• [SELECTED TEXT]
Prepared Remarks of Secretary Shaun Donovan at the National Center For Transgender Equality
Thank you, for that very moving introduction -- and for your extraordinary courage.
You remind each of us here today why we are partners in the fight for equality.
Let me also thank NCTE for inviting me -- and I want to take a moment to acknowledge and thank Mara. She's been a great ally and effective advocate as we work together to advance rights for lesbian, gay, bisexual, and transgender people.
And let me congratulate our honorees this evening -- Donna Cartwright for her long history of advocacy for transgender people and for her extraordinary leadership with Pride at Work, and my friend Brian Bond who has done so much for the community, most recently at the White House Office of Public Engagement and now at the DNC.
Well, this is a special honor -- to be the first ever sitting Cabinet Secretary to address the National Center for Transgender Equality.
And I'm proud to discuss the historic progress HUD has made in fighting for the rights of transgender people.

• [EXERCISE] In the prepared remarks from Secretary Shaun Donovan, which organization is Donna Cartwright credited with leading?

• [ENTRIES SUPPLIED]
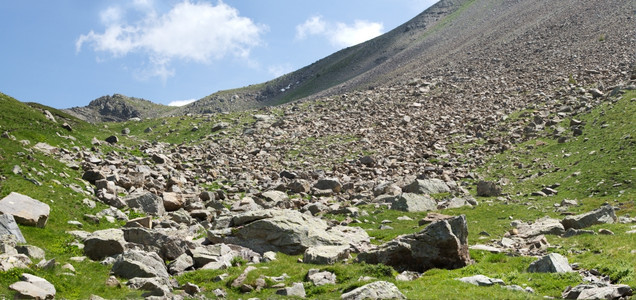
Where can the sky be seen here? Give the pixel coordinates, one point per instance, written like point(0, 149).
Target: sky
point(66, 53)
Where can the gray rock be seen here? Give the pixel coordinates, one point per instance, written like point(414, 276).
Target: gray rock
point(319, 278)
point(603, 215)
point(442, 244)
point(296, 290)
point(414, 203)
point(134, 263)
point(325, 255)
point(481, 280)
point(286, 231)
point(146, 202)
point(374, 290)
point(488, 189)
point(104, 243)
point(551, 263)
point(427, 186)
point(25, 210)
point(8, 226)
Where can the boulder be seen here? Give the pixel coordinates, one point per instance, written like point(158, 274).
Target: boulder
point(481, 280)
point(296, 290)
point(427, 186)
point(541, 226)
point(103, 243)
point(603, 215)
point(325, 255)
point(551, 263)
point(442, 244)
point(374, 290)
point(319, 278)
point(488, 189)
point(135, 263)
point(25, 210)
point(413, 203)
point(286, 231)
point(146, 202)
point(8, 226)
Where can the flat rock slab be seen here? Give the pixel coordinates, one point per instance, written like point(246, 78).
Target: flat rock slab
point(25, 210)
point(9, 226)
point(374, 290)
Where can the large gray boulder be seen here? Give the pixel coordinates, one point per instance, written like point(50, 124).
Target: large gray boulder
point(103, 243)
point(286, 231)
point(146, 202)
point(414, 202)
point(135, 263)
point(25, 210)
point(551, 263)
point(442, 244)
point(427, 186)
point(603, 215)
point(374, 290)
point(169, 247)
point(8, 226)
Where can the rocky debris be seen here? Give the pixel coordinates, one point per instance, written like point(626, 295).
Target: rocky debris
point(603, 215)
point(33, 287)
point(597, 291)
point(481, 280)
point(325, 255)
point(286, 231)
point(104, 243)
point(25, 210)
point(319, 278)
point(488, 189)
point(135, 263)
point(442, 244)
point(374, 290)
point(296, 290)
point(410, 202)
point(8, 226)
point(551, 263)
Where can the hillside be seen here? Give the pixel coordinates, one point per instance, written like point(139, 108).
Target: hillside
point(491, 155)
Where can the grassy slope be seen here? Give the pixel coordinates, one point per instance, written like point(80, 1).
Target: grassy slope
point(611, 143)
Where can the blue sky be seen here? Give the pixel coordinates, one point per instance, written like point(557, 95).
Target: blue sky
point(66, 53)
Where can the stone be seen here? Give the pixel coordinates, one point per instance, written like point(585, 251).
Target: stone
point(319, 278)
point(410, 202)
point(135, 263)
point(146, 202)
point(112, 139)
point(488, 189)
point(296, 290)
point(8, 226)
point(442, 244)
point(286, 231)
point(374, 290)
point(25, 210)
point(551, 263)
point(481, 280)
point(541, 226)
point(332, 184)
point(427, 186)
point(325, 255)
point(603, 215)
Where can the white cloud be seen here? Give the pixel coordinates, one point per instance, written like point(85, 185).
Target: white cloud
point(181, 102)
point(199, 32)
point(339, 34)
point(314, 25)
point(280, 70)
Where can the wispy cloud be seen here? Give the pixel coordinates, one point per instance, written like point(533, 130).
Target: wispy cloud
point(181, 102)
point(339, 34)
point(190, 31)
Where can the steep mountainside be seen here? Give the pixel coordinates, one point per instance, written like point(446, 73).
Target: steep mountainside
point(118, 108)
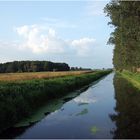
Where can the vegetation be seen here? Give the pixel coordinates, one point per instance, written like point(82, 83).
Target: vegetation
point(32, 66)
point(21, 99)
point(134, 78)
point(125, 17)
point(37, 75)
point(128, 110)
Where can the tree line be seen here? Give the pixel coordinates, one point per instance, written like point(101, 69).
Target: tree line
point(125, 17)
point(32, 66)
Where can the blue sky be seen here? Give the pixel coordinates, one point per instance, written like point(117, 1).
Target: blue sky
point(75, 32)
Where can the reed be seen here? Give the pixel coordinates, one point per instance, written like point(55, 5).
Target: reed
point(20, 99)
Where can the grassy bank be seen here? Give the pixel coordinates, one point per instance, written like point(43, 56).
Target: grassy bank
point(134, 78)
point(37, 75)
point(20, 99)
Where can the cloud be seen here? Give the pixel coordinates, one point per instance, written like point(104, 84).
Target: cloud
point(83, 46)
point(38, 42)
point(57, 23)
point(95, 8)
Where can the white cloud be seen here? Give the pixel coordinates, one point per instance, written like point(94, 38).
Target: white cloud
point(83, 46)
point(95, 8)
point(39, 42)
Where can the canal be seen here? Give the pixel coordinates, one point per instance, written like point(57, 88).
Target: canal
point(108, 108)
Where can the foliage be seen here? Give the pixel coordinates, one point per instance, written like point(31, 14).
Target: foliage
point(21, 99)
point(37, 75)
point(125, 16)
point(127, 110)
point(32, 66)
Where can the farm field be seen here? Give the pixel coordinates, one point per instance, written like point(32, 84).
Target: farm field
point(37, 75)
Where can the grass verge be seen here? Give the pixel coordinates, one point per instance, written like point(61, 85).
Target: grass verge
point(134, 78)
point(20, 99)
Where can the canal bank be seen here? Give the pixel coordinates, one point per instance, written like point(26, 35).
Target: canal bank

• [CORRECT RESPONSE] Pride at Work.